> [PROBLEM DETAILS]:
Please present all of the data below as a numbered list, one line per item, with blank lines left out.

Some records

==========

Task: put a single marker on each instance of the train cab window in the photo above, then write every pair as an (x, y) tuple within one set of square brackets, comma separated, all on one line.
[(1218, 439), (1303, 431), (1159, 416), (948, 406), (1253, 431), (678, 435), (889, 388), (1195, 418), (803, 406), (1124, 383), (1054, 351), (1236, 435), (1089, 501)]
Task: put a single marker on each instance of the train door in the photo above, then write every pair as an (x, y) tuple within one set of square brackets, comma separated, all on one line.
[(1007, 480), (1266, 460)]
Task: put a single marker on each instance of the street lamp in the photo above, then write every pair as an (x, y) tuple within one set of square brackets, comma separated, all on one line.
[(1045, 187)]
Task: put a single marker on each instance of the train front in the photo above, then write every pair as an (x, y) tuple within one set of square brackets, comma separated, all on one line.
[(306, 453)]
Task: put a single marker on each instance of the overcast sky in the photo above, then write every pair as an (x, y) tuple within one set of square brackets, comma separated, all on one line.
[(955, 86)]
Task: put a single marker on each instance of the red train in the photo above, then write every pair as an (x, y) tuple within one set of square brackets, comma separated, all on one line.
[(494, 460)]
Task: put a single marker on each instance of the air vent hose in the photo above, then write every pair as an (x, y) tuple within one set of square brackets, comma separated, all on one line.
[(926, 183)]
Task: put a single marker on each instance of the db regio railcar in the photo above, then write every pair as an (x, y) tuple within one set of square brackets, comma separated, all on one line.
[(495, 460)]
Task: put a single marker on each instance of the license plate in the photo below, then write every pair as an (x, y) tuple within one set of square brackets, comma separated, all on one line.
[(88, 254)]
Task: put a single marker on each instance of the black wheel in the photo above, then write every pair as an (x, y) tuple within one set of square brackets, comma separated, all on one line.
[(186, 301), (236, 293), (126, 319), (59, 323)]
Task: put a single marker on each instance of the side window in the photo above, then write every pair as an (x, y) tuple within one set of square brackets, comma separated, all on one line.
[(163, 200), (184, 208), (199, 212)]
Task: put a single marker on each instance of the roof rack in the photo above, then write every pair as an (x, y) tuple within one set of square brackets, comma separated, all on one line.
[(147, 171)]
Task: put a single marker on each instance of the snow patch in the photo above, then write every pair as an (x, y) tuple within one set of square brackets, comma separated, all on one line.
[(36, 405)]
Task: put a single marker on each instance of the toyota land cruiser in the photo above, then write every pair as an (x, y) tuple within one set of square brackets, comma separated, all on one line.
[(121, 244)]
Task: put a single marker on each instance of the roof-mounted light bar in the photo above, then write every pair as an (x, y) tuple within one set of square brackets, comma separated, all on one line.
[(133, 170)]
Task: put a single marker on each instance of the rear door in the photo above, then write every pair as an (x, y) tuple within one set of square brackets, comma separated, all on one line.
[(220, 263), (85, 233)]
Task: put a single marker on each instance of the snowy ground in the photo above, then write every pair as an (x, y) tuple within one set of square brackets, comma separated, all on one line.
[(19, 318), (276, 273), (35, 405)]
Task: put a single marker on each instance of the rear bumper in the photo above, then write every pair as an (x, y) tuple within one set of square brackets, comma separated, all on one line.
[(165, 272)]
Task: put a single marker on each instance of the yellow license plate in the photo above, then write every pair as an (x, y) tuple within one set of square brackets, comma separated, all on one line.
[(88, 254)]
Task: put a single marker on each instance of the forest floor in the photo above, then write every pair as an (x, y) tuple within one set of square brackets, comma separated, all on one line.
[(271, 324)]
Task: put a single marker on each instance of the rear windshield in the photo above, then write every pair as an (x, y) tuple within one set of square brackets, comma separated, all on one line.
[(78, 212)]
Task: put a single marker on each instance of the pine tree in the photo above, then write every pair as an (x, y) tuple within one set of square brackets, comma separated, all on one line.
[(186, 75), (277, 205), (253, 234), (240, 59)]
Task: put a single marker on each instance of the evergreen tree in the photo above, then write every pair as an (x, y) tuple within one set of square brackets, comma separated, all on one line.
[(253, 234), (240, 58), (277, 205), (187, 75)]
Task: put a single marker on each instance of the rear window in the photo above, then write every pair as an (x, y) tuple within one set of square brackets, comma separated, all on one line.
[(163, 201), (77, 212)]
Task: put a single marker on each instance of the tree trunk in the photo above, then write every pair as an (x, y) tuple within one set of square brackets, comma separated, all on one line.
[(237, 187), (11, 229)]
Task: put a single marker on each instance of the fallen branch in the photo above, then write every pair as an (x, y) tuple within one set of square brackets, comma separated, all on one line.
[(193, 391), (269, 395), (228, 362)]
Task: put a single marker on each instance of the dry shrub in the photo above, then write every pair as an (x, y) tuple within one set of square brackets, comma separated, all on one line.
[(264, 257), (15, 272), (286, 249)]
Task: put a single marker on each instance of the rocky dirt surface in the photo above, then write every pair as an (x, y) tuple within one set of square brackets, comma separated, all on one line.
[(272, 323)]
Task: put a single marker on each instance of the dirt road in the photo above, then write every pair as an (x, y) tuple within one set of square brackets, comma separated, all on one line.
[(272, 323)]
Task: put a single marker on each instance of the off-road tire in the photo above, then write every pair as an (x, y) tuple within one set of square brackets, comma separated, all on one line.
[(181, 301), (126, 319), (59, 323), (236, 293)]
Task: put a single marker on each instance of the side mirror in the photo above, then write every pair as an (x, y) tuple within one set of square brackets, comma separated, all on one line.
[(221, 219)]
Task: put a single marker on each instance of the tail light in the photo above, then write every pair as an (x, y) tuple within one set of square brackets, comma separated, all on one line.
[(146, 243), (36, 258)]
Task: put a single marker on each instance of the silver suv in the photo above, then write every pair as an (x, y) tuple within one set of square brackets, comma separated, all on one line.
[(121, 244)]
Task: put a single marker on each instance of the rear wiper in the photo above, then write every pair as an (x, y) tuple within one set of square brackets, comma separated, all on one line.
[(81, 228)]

==========

> [ANSWER TO THIS PROBLEM]:
1. Task: put a single marker on each instance of the train cab window in the photo above, then write every pair as an (x, y) tuple within one set of square brackets, comma separated, all on one line.
2. [(1218, 439), (1303, 431), (1159, 416), (948, 406), (1253, 431), (678, 435), (889, 388), (1195, 418), (803, 406), (1124, 383), (1054, 351), (1236, 435), (1089, 501)]
3. Task: put a single marker on each instance of the train door in the photo above, then write every pair as an (x, y) tuple within one set of square brackets, comma separated, all on one line.
4. [(1007, 480), (1266, 460)]
5. Task: put a single marker on each instance of the street lamp in the photo above, then write every pair as an (x, y) tuple within one set of square brackets, comma separated, all on one line.
6. [(1045, 187)]
7. Task: put a single marker on each instance of the train front in the photo above, then write every pair as an (x, y) tuple within one set of square brackets, comma separated, all on one line.
8. [(306, 453)]
9. Task: put a single marker on each instance of the overcast sky in the photo above, then write every pair as an (x, y) tuple within one set of square brackets, comma separated, all on one line.
10. [(955, 86)]
11. Task: put a single marker on each instance of the red train in the photo above, then write every pair as an (x, y) tuple within one set of square brackets, comma separated, all on one line.
12. [(494, 460)]
13. Task: put a single marker on each instance of the air vent hose in the photo above, then write every pair as an (x, y) tuple within one set of square brackets, comma separated, all on one line.
14. [(926, 183)]
15. Task: put a single marker on each instance of the db regio railcar in the photo above, then write every pair as an (x, y) tuple within one set of square brackets, comma separated, all on one line.
16. [(495, 460)]
17. Task: put a single marker on each instance of the license plate in the photo below, then write every pair as an (x, y) tuple within one set of square brackets, comma separated, all on one line.
18. [(88, 254)]
19. Task: put a single marker on each instance of the black wheel in the photo above, then write every pair as an (x, y) tuple within one set of square brackets, comma separated, all on one line.
20. [(186, 301), (236, 293), (126, 319), (59, 323)]
21. Task: put a single marker on each instance of the side window in the photo above, then write every pair as an (x, y) tuple within one set of square brackets, comma separated, all on one line.
22. [(163, 200), (184, 208), (199, 212)]
23. Task: put a single marker on each instance of the roof rack in the photo above, then write every pair as an (x, y) tuple within one set of square brackets, comma separated, all on one line.
24. [(147, 171)]
25. Task: put a single marker on each instance of the snow patch in the photo above, then write every pair as an (x, y) tuple within one set of square brackets, comma separated, all on one line.
26. [(36, 405)]
27. Task: put a single marker on each instance of the toyota land cruiser in the photo above, then write every pair as an (x, y) tuple within one set of square brackets, comma separated, all on one line.
28. [(121, 244)]
29. Task: put a single marker on each instance of the roof-mounted light bar in the photo above, then write every pair as an (x, y) tuple within one set of square brackets, comma separated, all on one line.
30. [(133, 170)]
31. Task: put a single marker on each instance of the rear door in the photo above, then write every pair as an (x, y) tuple within one set of square brackets, comma separated, all on one line.
32. [(220, 263), (85, 233)]
33. Task: put a single marker on each instance of the snowy ground in the photo above, then write every pair as an (x, y) tuple within one set of square brackets, comma separated, all on one line.
34. [(19, 318), (276, 273), (35, 405)]
35. Task: put a single marker on each instance of the rear bumper in the photo above, then write every pair as an (x, y) tuple within one set of square brackets, comma separated, all on one line.
36. [(165, 272)]
37. Task: put a single marker on each instance of the yellow license plate in the photo above, then write every pair as an (x, y) tuple within one set of square brackets, comma separated, all on one line.
38. [(88, 254)]
39. Task: put a single marker on each instance of the forest floor in the photo above, then write every pair as an (x, y) tuple within one set of square brackets, comma separated, all on one line.
40. [(271, 324)]
41. Task: put a single marker on each instance of the rear windshield in the photo above, then write every pair as an (x, y) tuple within one set of square brackets, comma separated, all on one line.
42. [(78, 212)]
43. Task: put a single marker on each instance of the pine tree in the photo above, then write every pair as an (x, y) tuple within one set of square brackets, comma separated, all on one line.
44. [(186, 75), (277, 205), (253, 234), (240, 59)]
45. Task: put a single marker on each instance of the evergreen tree in the photo above, then write every pair as an (x, y) tuple within one set of square brackets, comma separated, all on one line.
46. [(253, 234), (240, 58), (277, 205), (187, 75)]
47. Task: put a single marker on each instance of the rear window in the photo above, then write every pair as an (x, y) tuple within one set of square brackets, comma separated, all on one line.
48. [(163, 201), (77, 212)]
49. Task: put a single marker on each instance of the tree trunk in the photo above, then write every pair as an (x, y) tuple within one set of square brackets, comma separated, all on one line.
50. [(237, 187), (11, 229)]
51. Task: put a single marker on each instance of the fallen branch in the photo above, then write every pair as an (x, y) tuple within one set of square brackets, comma separated, all on one line.
52. [(193, 391), (269, 395), (228, 362)]
53. Task: put a single marker on each instance of the dry shrub in the photo above, then write every pair as an (x, y) tuple within one set of square brackets, comma separated, all on one line.
54. [(264, 257), (15, 272), (286, 249)]
55. Task: put a single marker on each instance of the rocky dirt surface in the photo above, then write every pair as an (x, y) tuple within one set of square brackets, comma separated, all on one line.
56. [(272, 323)]
57. Task: put a single marker on each instance of the dirt road in the photo above, then write every pair as an (x, y) tuple within one set of square brackets, comma separated, all on one line.
58. [(272, 323)]
59. Task: put a single marker on each instance of the off-road tire in the photo above, then write every pair as an (x, y) tuple within one set of square brackets, comma separated, all on one line.
60. [(181, 301), (126, 319), (59, 323), (236, 293)]
61. Task: put a single marker on each instance of the side mirror in the photo above, then write every pair as an (x, y) tuple within one set of square brackets, comma separated, all on one line.
62. [(221, 219)]
63. Task: put a single marker on each instance of the tail light in the photo above, then write every pair as an (x, y) tuple within one set of square brackets, comma separated, all on one line.
64. [(146, 243), (36, 258)]
65. Task: put a single marker on each instance of the silver suv in the photo above, then write every pair as an (x, y) tuple within one set of square brackets, comma separated, all on one line.
66. [(121, 244)]
67. Task: put a single marker on each instance of the rear wiper in the photo above, then write every pair as an (x, y) tuple within one set of square brackets, comma separated, all on one line.
68. [(81, 228)]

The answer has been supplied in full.